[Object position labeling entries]
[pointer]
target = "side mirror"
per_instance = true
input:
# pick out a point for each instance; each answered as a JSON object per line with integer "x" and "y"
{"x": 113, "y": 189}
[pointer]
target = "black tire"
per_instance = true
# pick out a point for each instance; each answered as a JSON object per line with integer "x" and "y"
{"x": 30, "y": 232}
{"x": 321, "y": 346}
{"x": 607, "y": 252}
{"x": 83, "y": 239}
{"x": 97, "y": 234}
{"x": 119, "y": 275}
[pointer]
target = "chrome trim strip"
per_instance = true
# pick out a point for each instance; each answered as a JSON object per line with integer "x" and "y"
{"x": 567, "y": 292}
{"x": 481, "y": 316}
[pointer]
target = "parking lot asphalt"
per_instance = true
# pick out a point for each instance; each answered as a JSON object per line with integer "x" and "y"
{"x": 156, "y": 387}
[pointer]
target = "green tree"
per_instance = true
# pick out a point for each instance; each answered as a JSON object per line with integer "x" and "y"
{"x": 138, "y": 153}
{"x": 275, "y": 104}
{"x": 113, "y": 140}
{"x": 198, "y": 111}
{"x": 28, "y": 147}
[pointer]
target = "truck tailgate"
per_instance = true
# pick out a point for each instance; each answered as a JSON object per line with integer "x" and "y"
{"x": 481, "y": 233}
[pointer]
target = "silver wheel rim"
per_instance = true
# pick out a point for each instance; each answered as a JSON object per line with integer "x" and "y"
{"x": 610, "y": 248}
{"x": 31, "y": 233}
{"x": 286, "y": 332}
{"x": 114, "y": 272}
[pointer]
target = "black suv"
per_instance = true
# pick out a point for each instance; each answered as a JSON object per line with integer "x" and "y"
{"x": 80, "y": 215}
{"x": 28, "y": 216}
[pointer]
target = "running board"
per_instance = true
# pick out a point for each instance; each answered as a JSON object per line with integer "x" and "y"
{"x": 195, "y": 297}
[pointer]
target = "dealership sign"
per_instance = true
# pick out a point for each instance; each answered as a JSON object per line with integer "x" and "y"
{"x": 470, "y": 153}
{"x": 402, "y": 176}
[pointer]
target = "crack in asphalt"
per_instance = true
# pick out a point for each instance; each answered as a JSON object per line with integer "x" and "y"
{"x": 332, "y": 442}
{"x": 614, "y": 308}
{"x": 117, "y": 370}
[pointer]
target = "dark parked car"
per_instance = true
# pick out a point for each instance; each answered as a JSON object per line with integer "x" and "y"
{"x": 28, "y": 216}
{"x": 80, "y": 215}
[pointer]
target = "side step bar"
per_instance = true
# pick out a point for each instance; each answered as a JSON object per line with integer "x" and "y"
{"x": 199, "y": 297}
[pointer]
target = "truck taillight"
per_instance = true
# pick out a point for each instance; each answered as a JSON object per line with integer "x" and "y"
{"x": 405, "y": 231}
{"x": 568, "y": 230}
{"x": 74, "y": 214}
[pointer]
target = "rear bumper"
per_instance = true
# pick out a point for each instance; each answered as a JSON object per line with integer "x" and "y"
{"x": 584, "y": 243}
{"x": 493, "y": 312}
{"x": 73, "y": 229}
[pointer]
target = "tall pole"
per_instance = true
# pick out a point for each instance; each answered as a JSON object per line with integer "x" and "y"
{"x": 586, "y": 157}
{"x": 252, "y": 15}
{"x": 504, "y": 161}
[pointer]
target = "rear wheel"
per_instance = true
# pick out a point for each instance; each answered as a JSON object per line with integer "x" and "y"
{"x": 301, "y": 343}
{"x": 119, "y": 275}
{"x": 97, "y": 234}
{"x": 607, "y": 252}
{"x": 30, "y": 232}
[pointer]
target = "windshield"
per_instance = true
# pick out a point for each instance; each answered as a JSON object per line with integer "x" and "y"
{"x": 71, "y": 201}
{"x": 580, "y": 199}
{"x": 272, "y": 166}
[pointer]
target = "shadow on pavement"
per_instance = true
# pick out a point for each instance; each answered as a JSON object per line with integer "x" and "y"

## WHAT THIS TASK INVOLVES:
Which lines in the records above contain the word "asphalt"? Return each of them in full.

## FINISHED TASK:
target = "parking lot asphalt"
target = "crack in asphalt"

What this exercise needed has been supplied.